— Begin Material provided —

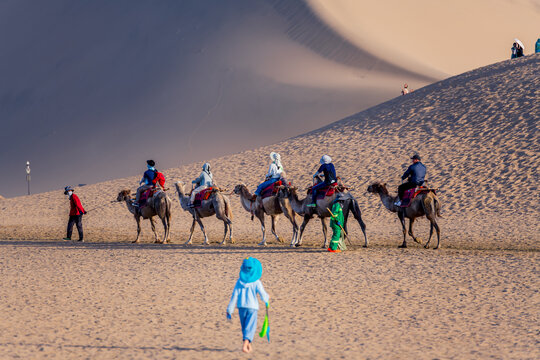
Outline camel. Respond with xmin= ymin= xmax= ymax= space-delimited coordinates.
xmin=233 ymin=184 xmax=298 ymax=246
xmin=116 ymin=190 xmax=172 ymax=244
xmin=278 ymin=186 xmax=368 ymax=248
xmin=367 ymin=182 xmax=441 ymax=249
xmin=175 ymin=181 xmax=234 ymax=245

— End Material provided —

**To be done**
Write out the whole listing above word for word, omitting the picture.

**Task answer**
Outline camel. Respond with xmin= ymin= xmax= ymax= space-delimited coordinates.
xmin=233 ymin=184 xmax=298 ymax=246
xmin=116 ymin=190 xmax=172 ymax=244
xmin=278 ymin=186 xmax=368 ymax=248
xmin=367 ymin=182 xmax=441 ymax=249
xmin=175 ymin=181 xmax=234 ymax=245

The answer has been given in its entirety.